:: Short problem ::
Locate each row below that contains the word "yellow", and copy those rows in full.

--- Start ---

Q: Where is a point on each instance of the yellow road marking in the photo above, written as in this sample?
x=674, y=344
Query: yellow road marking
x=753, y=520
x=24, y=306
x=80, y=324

--- End ---

:: Result ::
Q: Where is a point on each instance of the yellow road marking in the photo above, written as in this sample?
Query: yellow road marking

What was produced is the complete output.